# Work required
Once the line with "pixel 604 167" is found in the data, output it and each following line exactly, up to and including the line with "pixel 440 275", and nothing before or after.

# Entries provided

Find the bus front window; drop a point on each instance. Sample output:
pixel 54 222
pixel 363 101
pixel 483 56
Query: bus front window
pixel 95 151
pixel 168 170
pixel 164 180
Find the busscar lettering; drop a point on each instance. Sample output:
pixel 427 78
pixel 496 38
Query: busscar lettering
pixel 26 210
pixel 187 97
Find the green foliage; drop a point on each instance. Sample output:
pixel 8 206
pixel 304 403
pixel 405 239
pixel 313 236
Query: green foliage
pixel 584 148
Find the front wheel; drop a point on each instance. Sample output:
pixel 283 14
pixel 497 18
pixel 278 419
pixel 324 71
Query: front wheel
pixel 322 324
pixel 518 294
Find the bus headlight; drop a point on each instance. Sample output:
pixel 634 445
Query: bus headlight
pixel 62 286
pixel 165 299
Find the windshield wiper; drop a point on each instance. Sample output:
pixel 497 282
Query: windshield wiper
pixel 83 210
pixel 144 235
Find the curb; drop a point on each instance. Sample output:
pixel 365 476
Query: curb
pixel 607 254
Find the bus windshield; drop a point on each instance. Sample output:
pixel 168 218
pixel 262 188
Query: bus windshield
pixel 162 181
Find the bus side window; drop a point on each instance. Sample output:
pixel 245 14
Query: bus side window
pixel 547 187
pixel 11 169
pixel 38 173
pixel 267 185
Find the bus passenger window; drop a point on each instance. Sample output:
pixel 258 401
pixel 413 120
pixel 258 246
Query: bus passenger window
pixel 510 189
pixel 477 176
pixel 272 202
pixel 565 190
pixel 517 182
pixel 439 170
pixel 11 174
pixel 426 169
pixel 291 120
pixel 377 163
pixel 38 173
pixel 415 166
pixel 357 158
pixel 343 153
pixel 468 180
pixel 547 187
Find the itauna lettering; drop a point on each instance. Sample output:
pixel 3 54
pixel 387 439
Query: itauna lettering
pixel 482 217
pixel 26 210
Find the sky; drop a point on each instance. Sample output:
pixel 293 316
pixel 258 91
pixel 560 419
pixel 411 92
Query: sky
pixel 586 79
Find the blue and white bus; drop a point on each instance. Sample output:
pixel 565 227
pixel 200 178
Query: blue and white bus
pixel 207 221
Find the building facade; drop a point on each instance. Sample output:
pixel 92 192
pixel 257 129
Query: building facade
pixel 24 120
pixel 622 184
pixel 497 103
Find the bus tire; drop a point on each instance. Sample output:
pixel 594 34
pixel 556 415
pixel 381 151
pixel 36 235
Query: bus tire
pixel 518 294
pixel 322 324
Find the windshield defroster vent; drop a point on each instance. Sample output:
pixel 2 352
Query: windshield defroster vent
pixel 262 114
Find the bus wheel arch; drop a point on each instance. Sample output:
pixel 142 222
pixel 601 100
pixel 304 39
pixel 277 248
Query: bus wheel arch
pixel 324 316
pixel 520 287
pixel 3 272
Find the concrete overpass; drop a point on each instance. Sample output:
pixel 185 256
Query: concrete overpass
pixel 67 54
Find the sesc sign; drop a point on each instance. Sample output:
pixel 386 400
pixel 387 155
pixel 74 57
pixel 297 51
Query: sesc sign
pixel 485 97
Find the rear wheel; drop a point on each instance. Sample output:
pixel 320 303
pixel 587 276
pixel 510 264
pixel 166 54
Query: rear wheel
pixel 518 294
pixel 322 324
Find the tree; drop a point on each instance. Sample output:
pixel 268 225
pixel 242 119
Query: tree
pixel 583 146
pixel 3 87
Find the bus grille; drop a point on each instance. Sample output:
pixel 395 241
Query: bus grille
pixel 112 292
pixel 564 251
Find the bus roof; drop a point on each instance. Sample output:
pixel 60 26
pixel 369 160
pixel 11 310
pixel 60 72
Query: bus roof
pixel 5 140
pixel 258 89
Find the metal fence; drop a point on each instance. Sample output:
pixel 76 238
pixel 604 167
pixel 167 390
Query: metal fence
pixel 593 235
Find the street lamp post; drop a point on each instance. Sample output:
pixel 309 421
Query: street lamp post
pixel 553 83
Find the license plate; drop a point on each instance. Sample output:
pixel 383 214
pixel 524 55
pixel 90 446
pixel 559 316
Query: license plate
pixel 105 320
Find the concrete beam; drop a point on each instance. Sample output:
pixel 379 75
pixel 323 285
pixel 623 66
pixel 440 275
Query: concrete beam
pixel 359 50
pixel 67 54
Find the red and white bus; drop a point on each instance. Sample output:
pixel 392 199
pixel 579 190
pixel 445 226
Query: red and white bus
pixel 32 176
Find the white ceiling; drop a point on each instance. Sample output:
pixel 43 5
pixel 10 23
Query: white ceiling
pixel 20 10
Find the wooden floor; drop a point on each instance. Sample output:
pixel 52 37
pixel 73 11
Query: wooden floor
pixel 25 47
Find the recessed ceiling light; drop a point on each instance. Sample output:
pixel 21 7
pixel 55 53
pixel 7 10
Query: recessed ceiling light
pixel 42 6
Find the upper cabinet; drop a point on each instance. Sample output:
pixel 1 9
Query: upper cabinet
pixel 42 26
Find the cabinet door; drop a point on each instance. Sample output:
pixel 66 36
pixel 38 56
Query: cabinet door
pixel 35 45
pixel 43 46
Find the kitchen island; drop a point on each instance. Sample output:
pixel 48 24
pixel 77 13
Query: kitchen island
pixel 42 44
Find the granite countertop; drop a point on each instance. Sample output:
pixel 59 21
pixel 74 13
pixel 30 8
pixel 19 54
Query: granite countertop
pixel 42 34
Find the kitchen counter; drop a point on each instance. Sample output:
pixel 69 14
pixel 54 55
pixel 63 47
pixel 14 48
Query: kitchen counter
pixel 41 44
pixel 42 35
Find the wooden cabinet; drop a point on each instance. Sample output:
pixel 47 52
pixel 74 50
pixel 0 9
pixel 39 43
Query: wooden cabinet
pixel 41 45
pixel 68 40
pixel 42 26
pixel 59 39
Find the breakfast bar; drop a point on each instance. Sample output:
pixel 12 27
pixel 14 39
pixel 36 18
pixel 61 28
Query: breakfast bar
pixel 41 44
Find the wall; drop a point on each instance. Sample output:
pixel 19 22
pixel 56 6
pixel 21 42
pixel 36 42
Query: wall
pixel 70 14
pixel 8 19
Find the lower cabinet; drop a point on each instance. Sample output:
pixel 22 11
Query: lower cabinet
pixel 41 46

==

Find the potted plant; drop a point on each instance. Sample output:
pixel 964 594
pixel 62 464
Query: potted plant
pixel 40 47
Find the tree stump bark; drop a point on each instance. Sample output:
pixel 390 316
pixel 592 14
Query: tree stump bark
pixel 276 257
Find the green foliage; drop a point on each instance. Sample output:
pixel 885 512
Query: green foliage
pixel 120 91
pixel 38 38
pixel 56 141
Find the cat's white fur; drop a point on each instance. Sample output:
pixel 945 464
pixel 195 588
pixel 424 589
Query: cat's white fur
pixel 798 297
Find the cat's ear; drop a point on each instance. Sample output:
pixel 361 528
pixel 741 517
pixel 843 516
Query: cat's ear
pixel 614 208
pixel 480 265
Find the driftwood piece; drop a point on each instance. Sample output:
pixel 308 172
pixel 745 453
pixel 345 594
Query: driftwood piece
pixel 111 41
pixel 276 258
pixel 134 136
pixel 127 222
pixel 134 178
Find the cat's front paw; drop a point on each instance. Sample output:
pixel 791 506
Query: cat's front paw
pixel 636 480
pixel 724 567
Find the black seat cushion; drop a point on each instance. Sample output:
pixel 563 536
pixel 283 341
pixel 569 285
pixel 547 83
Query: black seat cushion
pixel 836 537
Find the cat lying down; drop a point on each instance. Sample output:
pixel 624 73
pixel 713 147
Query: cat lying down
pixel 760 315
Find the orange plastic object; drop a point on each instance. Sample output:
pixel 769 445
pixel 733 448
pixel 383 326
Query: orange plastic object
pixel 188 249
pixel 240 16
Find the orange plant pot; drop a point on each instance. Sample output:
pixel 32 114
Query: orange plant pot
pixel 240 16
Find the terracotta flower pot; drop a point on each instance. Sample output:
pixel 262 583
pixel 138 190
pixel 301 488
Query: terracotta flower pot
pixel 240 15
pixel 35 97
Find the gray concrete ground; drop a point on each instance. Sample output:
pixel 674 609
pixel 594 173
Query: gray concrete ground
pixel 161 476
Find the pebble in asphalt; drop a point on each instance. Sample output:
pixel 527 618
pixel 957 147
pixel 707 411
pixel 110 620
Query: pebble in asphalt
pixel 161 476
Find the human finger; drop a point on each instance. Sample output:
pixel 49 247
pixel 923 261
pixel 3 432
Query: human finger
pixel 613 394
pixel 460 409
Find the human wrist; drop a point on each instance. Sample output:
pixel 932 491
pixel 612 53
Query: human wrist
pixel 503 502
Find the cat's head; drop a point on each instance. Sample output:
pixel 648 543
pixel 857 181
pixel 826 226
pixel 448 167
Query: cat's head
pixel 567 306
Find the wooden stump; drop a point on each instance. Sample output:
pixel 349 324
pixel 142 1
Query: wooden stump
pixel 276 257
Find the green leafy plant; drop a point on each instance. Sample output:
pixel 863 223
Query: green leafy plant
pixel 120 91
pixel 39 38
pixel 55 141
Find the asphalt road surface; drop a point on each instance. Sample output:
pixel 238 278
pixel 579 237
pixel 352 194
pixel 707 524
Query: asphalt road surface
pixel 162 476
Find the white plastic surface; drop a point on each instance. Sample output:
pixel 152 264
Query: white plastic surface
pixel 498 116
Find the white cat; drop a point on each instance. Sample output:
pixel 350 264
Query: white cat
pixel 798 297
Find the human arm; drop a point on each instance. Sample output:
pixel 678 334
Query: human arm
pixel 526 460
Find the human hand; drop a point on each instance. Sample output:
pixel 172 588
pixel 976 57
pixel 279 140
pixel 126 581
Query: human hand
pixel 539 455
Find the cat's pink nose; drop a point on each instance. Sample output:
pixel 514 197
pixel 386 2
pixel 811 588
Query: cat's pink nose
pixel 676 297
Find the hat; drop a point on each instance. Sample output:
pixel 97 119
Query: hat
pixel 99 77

# Output for this task
pixel 604 167
pixel 167 390
Query: metal fence
pixel 593 235
Find the street lamp post; drop a point on each instance. Sample output:
pixel 309 421
Query: street lamp post
pixel 553 83
Find the license plate; drop a point on each instance. Sample output:
pixel 383 214
pixel 524 55
pixel 90 446
pixel 559 316
Query: license plate
pixel 105 320
Find the concrete beam; drop a point on each instance. Sample output:
pixel 379 75
pixel 323 285
pixel 623 66
pixel 440 275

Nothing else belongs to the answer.